Problems to work on:
**1.** Answer the following questions from the text on resource use.
(a) According to the estimate cited, how much water is consumed per smartphone produced?
(b) By what percentage did the average person's resource consumption in 2017 exceed that of 1970?
(c) What per capita consumption did North America record in 2019?
**2.** Reproduce word for word the stretch of the text on resource use from "The Material Footprint is" through "figure for Africa.".

It should be remembered that any product coming onto the market carries with it a baggage of both visible and invisible resources, meaning that any product involves use of the materials it is made of, but also the materials necessarily consumed in manufacturing that product. For example, a single smartphone is made up of dozens of mineral substances such as lithium, aluminium, silicon, copper, and nickel, but its production also relies on consumption of huge amounts of water – according to some estimates, twelve thousand litres of water per unit (Friends of the Earth, 2015) – and other materials, in addition to generating waste during the production process and waste due to its early obsolescence. With economic globalization and the development of global value chains, the material and technological complexity of products has increased and with it the commercial exchange of raw and other materials and waste between countries. This applies not only to the consumption of electronic products but also to food products – as the world agri-food system is responsible for 34% of greenhouse gas emissions (Crippa et al., 2021) – and to the global tourism industry – the cause in its turn of 8% of greenhouse gas emissions (Lenzen et al., 2018). All our daily activity is tied to a particular level of resource and energy consumption which exerts pressure on and impacts the natural environment.

The extraction of material resources has in fact been stepped up throughout the world in recent decades, as is clear from the following graph going back to the beginnings of the last century (Krausmann, 2018). It can be seen, moreover, that there has been incredible growth since the second half of the last century, a good description of the Great Acceleration period. In 2017 for example, the average person consumed 65% more resources than in 1970 (UNEP, 2019).

The Domestic Extraction indicator is generally used to find out the precise impact of the production and consumption model on the use of natural resources in a particular territory. It measures natural resource use within the borders of a country. The drawback of this procedure, however, is that it does not record the impact of international trade and can lead to the belief that certain countries, traditionally net importers of products, are improving their indicators of the impact of resource use when this result might, for example, reflect the fact that they have relocated material-intensive industries. Another indicator used is Domestic Material Consumption, which does take account of international trade, but only adds the physical weight of the apparent consumption of imported and exported goods. This means that no account is taken of the quantity of resources used to produce the imported and exported goods. To solve this problem, a much more accurate indicator has been developed. Known as the Material Footprint, it describes the consumption of both domestic natural resources and imported goods, also including the resources used in producing those internationally traded goods (Wiedmann et al., 2015).

The Material Footprint is therefore the best available indicator to assess the impact of the production and consumption model on resource use. At aggregate level, the Material Footprint necessarily coincides with Material Extraction – due to the fact that imports and exports cancel each other out at global level – which means that the growth of the Material Footprint has also been spectacular over the last 50 years. It has nevertheless been asymmetric, because not all regions are equally responsible for this growth in natural resource use. If we look at per capita resource use, we can see that North America – mainly due to the United States – is clearly in the lead with consumption of 30 tonnes per person in 2019. This is 1.5 times the consumption recorded in Europe and up to 7 times higher than the figure for Africa.

Information supplied:

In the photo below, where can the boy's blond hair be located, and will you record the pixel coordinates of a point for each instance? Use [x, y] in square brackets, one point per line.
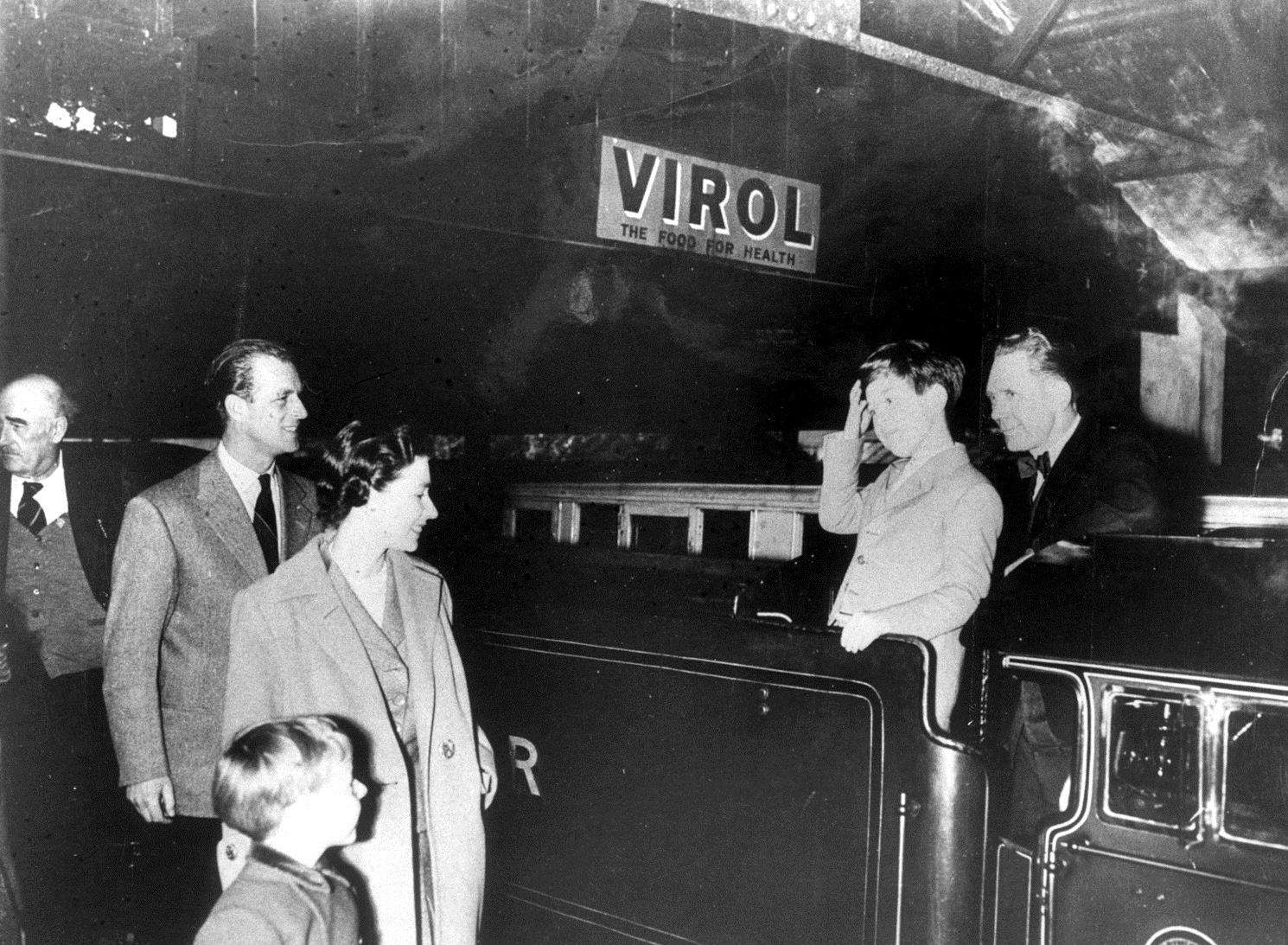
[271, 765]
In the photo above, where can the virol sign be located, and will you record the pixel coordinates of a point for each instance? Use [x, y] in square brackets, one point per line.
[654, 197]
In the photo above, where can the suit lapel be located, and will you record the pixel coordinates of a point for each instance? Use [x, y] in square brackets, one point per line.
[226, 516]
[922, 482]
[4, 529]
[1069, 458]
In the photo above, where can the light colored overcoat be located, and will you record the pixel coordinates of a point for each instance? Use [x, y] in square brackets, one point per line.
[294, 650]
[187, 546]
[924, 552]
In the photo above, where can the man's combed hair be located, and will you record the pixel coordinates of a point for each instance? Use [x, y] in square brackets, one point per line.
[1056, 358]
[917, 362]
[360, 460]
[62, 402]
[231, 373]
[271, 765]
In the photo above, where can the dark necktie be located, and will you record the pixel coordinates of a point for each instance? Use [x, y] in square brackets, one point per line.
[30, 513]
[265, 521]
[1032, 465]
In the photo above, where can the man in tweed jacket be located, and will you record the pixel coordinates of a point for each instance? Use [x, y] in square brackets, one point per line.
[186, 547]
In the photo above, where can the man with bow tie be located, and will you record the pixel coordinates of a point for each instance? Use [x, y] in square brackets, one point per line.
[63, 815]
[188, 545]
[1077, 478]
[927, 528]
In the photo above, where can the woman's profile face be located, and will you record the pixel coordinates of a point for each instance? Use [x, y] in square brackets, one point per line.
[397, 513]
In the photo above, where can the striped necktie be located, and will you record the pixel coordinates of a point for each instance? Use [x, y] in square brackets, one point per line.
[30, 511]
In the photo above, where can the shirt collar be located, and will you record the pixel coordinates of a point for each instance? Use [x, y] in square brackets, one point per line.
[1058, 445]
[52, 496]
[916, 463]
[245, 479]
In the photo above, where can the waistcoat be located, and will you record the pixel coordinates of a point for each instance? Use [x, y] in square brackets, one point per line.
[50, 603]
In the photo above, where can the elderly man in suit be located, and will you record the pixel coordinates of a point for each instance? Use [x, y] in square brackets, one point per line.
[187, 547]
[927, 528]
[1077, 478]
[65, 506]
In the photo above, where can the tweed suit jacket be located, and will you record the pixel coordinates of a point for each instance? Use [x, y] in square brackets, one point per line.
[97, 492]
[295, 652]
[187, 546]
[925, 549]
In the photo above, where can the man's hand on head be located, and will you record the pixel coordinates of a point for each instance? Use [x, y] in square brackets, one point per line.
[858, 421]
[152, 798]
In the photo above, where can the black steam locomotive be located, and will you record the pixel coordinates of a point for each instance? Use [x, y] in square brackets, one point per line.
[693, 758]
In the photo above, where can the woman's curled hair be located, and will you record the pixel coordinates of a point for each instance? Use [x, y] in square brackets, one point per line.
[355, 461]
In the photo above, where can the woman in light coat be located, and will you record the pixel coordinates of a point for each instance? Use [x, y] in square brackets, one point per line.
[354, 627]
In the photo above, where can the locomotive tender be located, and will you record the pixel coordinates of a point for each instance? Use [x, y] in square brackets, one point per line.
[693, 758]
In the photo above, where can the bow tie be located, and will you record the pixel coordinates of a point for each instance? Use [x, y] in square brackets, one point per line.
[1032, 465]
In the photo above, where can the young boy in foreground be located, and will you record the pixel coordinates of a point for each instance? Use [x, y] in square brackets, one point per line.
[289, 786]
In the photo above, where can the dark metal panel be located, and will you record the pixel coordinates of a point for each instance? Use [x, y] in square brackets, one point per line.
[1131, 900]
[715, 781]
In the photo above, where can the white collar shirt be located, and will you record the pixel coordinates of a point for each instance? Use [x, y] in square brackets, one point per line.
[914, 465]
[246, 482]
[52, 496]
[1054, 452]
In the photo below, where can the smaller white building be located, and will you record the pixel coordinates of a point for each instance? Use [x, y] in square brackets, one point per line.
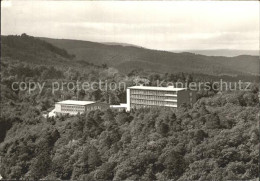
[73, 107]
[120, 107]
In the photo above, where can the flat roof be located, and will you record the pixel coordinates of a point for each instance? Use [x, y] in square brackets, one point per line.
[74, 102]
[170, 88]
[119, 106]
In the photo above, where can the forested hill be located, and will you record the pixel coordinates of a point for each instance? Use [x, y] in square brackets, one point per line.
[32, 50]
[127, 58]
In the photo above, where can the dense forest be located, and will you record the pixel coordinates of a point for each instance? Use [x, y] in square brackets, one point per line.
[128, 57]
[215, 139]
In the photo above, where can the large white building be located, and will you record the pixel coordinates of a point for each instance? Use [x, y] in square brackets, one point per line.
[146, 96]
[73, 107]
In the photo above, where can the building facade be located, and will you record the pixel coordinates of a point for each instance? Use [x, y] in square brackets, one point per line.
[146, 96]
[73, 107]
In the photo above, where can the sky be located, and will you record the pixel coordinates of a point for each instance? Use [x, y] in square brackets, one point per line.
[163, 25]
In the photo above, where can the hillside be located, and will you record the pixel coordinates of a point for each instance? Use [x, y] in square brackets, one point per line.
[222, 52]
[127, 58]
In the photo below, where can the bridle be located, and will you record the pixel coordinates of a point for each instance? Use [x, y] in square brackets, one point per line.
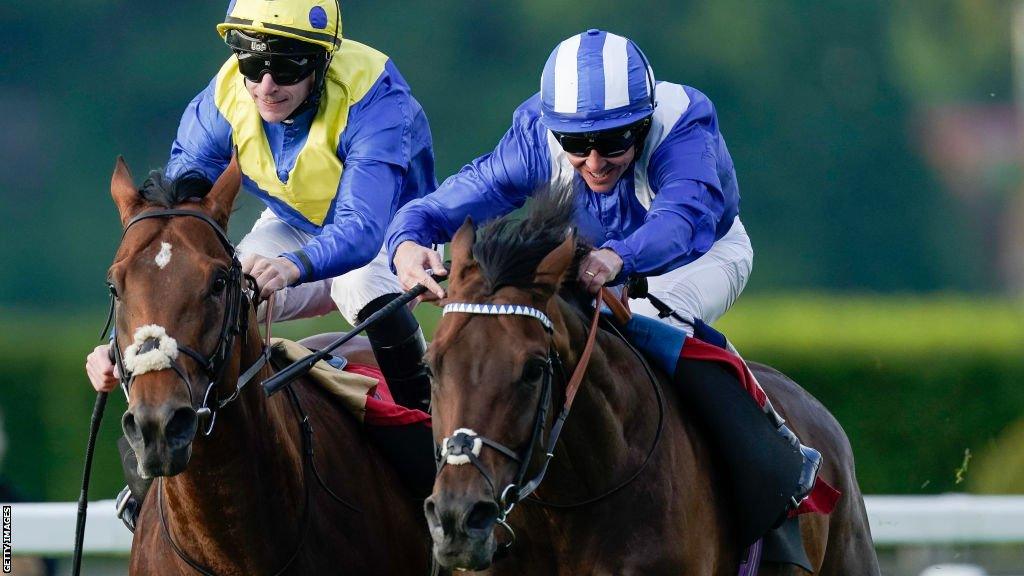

---

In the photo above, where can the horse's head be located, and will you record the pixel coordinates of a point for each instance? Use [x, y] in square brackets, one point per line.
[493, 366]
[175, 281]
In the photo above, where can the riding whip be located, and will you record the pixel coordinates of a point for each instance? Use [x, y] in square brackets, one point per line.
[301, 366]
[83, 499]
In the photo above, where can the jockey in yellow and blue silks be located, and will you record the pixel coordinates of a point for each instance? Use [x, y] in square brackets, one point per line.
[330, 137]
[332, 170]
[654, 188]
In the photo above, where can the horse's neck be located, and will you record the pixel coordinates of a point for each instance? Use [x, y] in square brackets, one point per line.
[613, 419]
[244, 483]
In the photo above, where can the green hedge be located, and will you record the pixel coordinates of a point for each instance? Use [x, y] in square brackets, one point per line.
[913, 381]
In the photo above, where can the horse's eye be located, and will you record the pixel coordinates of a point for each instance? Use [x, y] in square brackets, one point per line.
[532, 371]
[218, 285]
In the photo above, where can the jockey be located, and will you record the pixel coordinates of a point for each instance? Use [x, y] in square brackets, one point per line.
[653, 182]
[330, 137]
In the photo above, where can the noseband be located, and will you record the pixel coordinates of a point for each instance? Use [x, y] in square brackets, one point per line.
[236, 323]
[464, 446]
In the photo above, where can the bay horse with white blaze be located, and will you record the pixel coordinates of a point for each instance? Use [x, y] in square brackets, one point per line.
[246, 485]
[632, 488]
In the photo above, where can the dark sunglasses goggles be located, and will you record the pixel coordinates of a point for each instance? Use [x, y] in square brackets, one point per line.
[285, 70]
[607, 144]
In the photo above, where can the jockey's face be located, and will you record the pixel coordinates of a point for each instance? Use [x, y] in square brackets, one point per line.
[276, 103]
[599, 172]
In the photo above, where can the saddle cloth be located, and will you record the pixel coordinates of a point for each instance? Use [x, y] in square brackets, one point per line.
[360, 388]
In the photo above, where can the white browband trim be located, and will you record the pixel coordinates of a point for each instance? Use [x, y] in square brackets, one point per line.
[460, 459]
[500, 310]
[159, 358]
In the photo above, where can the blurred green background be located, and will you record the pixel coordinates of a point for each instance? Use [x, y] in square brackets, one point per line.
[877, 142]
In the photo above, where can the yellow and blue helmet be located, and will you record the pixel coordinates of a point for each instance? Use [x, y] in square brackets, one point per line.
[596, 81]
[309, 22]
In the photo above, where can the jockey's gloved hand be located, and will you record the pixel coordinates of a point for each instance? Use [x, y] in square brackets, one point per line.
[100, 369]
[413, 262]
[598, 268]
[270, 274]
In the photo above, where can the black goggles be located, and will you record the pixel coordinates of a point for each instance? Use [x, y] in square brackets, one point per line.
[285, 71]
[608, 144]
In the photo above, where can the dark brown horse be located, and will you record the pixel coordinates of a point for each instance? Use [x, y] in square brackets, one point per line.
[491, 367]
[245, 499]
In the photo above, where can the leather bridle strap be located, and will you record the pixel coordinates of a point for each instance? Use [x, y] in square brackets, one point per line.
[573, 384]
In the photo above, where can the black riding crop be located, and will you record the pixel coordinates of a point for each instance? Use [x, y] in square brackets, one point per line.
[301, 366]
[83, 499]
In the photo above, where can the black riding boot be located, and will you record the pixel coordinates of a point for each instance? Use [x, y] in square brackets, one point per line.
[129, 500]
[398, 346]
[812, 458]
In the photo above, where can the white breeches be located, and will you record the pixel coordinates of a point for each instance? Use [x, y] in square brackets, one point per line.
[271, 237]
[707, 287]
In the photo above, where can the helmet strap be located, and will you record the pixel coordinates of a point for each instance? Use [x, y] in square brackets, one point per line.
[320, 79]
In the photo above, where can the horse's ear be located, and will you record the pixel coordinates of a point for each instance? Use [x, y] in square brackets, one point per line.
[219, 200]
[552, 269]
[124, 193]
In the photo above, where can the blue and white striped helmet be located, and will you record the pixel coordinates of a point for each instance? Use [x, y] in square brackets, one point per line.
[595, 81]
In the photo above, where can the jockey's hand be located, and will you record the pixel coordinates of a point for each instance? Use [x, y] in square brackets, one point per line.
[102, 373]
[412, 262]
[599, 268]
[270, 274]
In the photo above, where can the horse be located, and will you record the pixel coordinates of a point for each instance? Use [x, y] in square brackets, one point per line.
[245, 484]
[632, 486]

--

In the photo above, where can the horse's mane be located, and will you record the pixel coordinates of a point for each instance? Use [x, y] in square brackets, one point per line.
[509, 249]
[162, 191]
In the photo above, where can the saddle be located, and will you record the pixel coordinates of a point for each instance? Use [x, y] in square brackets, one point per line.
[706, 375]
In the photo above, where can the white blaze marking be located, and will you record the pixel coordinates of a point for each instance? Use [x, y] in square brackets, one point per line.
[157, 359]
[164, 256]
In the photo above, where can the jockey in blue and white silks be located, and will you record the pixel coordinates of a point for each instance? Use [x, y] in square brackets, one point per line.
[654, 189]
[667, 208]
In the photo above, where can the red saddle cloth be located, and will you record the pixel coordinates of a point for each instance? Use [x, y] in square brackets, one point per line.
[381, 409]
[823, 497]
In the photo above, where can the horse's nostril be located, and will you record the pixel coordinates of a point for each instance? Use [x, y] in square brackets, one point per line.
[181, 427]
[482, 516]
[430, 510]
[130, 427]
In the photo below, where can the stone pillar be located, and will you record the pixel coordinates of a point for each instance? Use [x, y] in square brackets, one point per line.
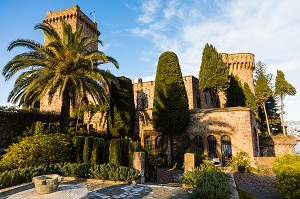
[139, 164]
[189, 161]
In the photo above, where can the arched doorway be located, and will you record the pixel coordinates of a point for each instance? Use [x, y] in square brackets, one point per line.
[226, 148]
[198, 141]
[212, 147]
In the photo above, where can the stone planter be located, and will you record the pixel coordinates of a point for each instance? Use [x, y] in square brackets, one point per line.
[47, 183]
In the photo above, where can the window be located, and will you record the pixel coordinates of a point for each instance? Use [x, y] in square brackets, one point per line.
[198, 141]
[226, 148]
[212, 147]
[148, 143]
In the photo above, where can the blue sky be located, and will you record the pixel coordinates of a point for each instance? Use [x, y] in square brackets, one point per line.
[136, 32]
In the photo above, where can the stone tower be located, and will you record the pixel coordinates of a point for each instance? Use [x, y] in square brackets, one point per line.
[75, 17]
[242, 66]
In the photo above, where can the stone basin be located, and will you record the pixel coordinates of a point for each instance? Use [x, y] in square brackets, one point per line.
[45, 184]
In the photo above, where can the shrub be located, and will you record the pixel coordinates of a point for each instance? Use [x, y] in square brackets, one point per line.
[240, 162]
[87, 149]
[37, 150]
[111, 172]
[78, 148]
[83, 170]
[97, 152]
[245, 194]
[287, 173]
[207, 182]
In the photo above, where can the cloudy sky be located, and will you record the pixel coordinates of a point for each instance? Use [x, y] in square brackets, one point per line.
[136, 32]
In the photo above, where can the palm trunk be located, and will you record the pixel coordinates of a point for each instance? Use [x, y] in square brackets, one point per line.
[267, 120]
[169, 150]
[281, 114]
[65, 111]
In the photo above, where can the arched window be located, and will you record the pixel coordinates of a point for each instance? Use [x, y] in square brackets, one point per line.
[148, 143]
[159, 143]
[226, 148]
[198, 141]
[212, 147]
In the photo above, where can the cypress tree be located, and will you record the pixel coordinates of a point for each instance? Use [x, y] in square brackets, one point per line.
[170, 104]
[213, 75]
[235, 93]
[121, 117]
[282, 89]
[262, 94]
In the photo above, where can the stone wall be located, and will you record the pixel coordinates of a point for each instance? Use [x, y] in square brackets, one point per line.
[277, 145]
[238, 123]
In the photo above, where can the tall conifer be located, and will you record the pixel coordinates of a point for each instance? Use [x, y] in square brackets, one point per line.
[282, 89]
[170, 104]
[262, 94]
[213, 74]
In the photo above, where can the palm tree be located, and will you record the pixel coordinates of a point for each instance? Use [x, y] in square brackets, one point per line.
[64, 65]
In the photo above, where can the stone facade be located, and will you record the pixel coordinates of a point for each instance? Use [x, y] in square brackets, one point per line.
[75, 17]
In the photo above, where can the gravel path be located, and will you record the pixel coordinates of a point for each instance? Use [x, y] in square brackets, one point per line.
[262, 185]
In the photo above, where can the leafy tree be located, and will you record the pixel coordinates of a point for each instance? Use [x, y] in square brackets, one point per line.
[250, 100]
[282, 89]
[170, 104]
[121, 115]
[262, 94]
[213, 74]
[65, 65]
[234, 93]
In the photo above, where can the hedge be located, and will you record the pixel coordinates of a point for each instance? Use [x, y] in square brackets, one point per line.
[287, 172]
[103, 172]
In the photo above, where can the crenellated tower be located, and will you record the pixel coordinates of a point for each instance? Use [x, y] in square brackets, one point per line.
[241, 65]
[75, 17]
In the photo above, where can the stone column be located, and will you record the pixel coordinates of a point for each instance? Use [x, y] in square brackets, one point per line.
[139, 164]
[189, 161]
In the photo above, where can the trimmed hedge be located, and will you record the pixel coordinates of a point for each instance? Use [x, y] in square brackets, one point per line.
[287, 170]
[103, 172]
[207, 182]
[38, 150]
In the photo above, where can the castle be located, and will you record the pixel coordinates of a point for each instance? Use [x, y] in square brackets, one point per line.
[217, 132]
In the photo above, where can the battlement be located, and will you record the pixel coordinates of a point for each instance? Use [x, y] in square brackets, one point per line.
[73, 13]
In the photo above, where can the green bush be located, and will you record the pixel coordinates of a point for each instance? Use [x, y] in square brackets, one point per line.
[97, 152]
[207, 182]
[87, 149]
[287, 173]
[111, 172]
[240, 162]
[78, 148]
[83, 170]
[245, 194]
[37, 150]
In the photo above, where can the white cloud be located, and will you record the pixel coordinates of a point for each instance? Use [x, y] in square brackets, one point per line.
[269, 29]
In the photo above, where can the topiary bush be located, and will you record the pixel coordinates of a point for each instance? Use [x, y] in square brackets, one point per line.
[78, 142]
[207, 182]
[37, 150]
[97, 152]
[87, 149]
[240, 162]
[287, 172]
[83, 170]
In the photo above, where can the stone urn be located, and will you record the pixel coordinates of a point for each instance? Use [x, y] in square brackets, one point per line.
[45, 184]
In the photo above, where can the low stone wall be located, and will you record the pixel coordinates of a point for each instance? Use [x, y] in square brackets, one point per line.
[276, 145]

The solutions:
**1.**
(a) Twelve thousand liters of water per unit.
(b) 65%.
(c) 30 tonnes per person.

**2.**
The Material Footprint is therefore the best available indicator to assess the impact of the production and consumption model on resource use. At aggregate level, the Material Footprint necessarily coincides with Material Extraction – due to the fact that imports and exports cancel each other out at global level – which means that the growth of the Material Footprint has also been spectacular over the last 50 years. It has nevertheless been asymmetric, because not all regions are equally responsible for this growth in natural resource use. If we look at per capita resource use, we can see that North America – mainly due to the United States – is clearly in the lead with consumption of 30 tonnes per person in 2019. This is 1.5 times the consumption recorded in Europe and up to 7 times higher than the figure for Africa.